● **Testo di riferimento**
I BALCANI (TORNANO) NEL CAOS: LA PROCURA DELLA BOSNIA CHIEDE L’ARRESTO DELLO STATO MAGGIORE DELLA REPUBBLICA SRPSK
Se già a livello internazionale lo scontro fra Unione Europea e Russia è ai massimi storici, l’ulteriore caos politico generato in questi giorni all’interno della già difficile situazione interna della Bosnia Erzegovina non fa che aggiungere “benzina sul fuoco” di un quadro generale che nei Balcani è tutt’altro che risolto definitivamente dopo la dissoluzione dell’ex Jugoslavia.
La novità di giornata – anzi, di questo inizio mese visto che le prime avvisaglie si erano avute già la scorsa settimana – riguarda la richiesta della Procura di Sarajevo circa la messa in arresto del Premier, del Presidente del Parlamento e dello stesso Presidente della Repubblica di Srpska (RS), una delle due enclavi in cui è suddivisa lo Stato della Bosnia (l’altra è la Federazione bosniaco-croata, la Fbih).
Il leader serbo (e filo-russo) Milorad Dodik, assieme al Premier Radovan Viskovic e al responsabile del Parlamento della RS Nenad Stevandic, sono accusati di attentato all’ordine costituzionale contro la Repubblica di Bosnia Erzegovina (BiH), ma tutti e tre i diretti obiettivi dei giudici non si sono presentati alla convocazione per rispondere delle accuse contestate loro. Se già i rapporti in Bosnia tra le enclave serba, croata e bosniaca non venivano date in grande “salute” negli ultimi anni – la guerra in Kosovo, lo scontro con la Serbia e le distanze tra filo-UE e filo-Russia – la richiesta di un referendum per riconoscere l’indipendenza della Repubblica Srpska ha fatto probabilmente degenerare i rapporti già molto complessi con il Governo di Sarajevo.

● **Completa quanto segue**
A - Riscrivi la parte del brano sui Balcani che comincia con "I BALCANI (TORNANO)" e termina con "dissoluzione dell’ex Jugoslavia.", mettendo "UE" al posto di "Unione Europea".
B - Elenca tutte le persone chiamate per nome nel brano sui Balcani.

● **Materiale di partenza**

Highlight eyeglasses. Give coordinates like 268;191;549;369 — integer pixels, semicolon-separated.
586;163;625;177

● **Soluzioni degli esercizi**
A -
I BALCANI (TORNANO) NEL CAOS: LA PROCURA DELLA BOSNIA CHIEDE L’ARRESTO DELLO STATO MAGGIORE DELLA REPUBBLICA SRPSK
Se già a livello internazionale lo scontro fra UE e Russia è ai massimi storici, l’ulteriore caos politico generato in questi giorni all’interno della già difficile situazione interna della Bosnia Erzegovina non fa che aggiungere “benzina sul fuoco” di un quadro generale che nei Balcani è tutt’altro che risolto definitivamente dopo la dissoluzione dell’ex Jugoslavia.

B - Milorad Dodik, Radovan Viskovic, Nenad Stevandic